__DIRECTIVE 1__:
Retype the Marshall Plan passage word for word, starting with "Thus, it is" and going on through "be a success!".
__DIRECTIVE 2__:
Sum up the passage on the Marshall Plan in two sentences.
----- TEXT SECTION
To this day, the Marshall Plan, that enormous government program for foreign aid and wealth redistribution, is still held up as a model of good government planning, and of the benefits of forcibly redistributing the taxpayers’ money.

In American politics, this opinion has nearly risen to the level of ultimate truth. For example, while domestic welfare programs are often met with derision from American conservatives, the Marshall Plan, which is founded on the same ideological foundation as the American welfare states, receives almost universal approval from Americans left and right.

Thus, it is not surprising that politicians and pundits continue to invoke the Marshall plan to push for more modern day programs based on the idea that if governments spread around the wealth, then prosperity will naturally result.

Tuesday in Europe, for example, European Parliament President Antonio Tajani invoked the Marshall plan to push for more EU spending programs in Africa designed to attract wealth there via sweetheart deals between European regimes and African contractors. Many of those firms, of course, are likely to be European-owned. And the scheme is reminiscent of the Marshall Plan, so it’s sure to be a success!

Not coincidentally, Tajani delivered his remarks on the 71st anniversary of Secretary of State George Marshall’s June 5, 1947 speech calling for what became the Marshall Plan. He outlined the plan to flood Europe with government welfare checks in order to help Europe overcome the fact that much of the continent’s capital had been destroyed in World War II.
----------
----- GIVEN INFORMATION
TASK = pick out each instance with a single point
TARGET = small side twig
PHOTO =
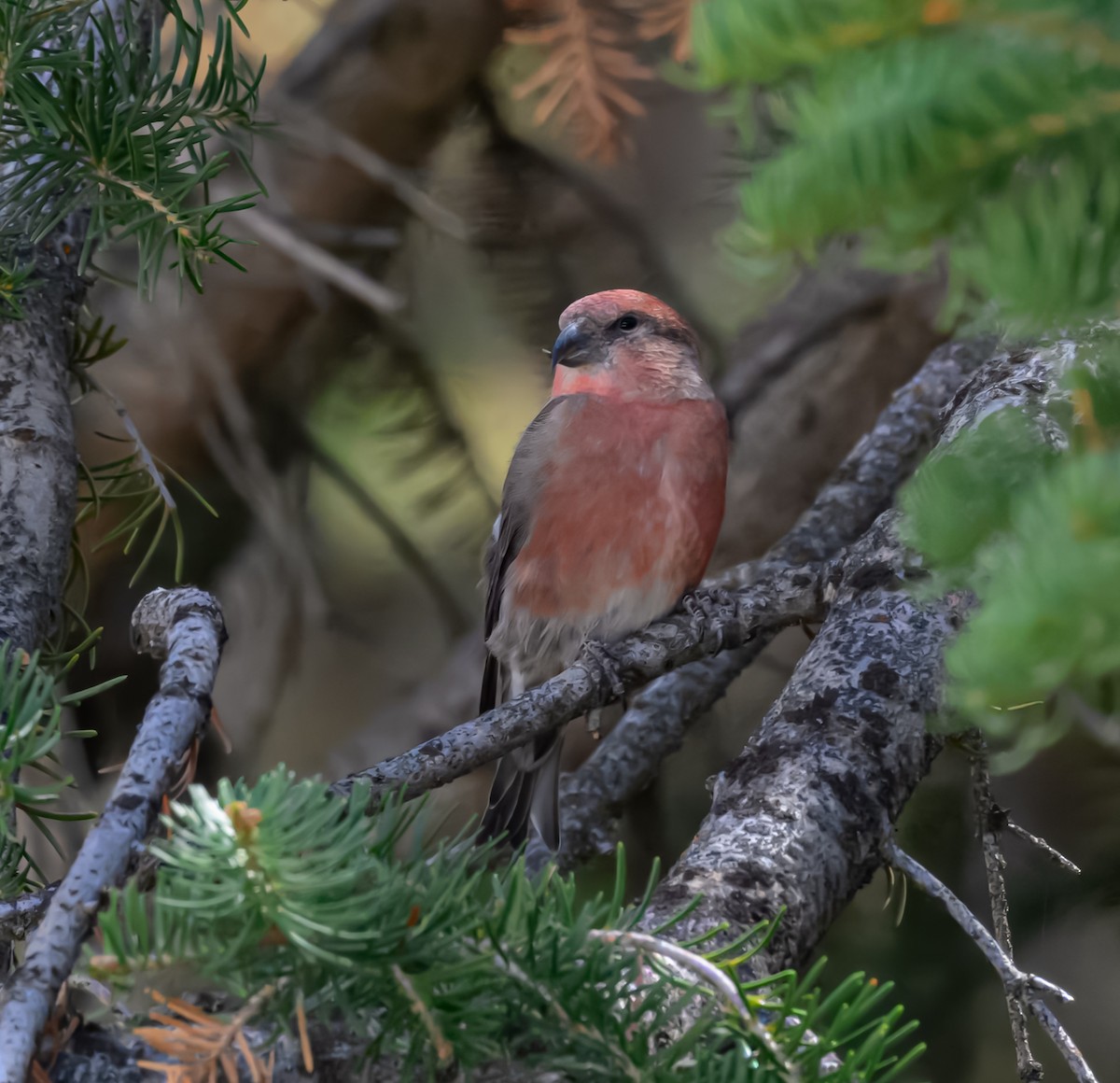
----------
__COMPLETE RESPONSE 1__:
Thus, it is not surprising that politicians and pundits continue to invoke the Marshall plan to push for more modern day programs based on the idea that if governments spread around the wealth, then prosperity will naturally result.

Tuesday in Europe, for example, European Parliament President Antonio Tajani invoked the Marshall plan to push for more EU spending programs in Africa designed to attract wealth there via sweetheart deals between European regimes and African contractors. Many of those firms, of course, are likely to be European-owned. And the scheme is reminiscent of the Marshall Plan, so it’s sure to be a success!

__COMPLETE RESPONSE 2__:
The Marshall Plan, a huge government program of foreign aid and wealth redistribution, is still held up as a model of good government planning and wins almost universal approval from Americans left and right, even though conservatives often deride domestic welfare programs. Politicians keep invoking it to push new spending programs, as European Parliament President Antonio Tajani did on the 71st anniversary of George Marshall's June 5, 1947 speech, when he called for more EU spending programs in Africa.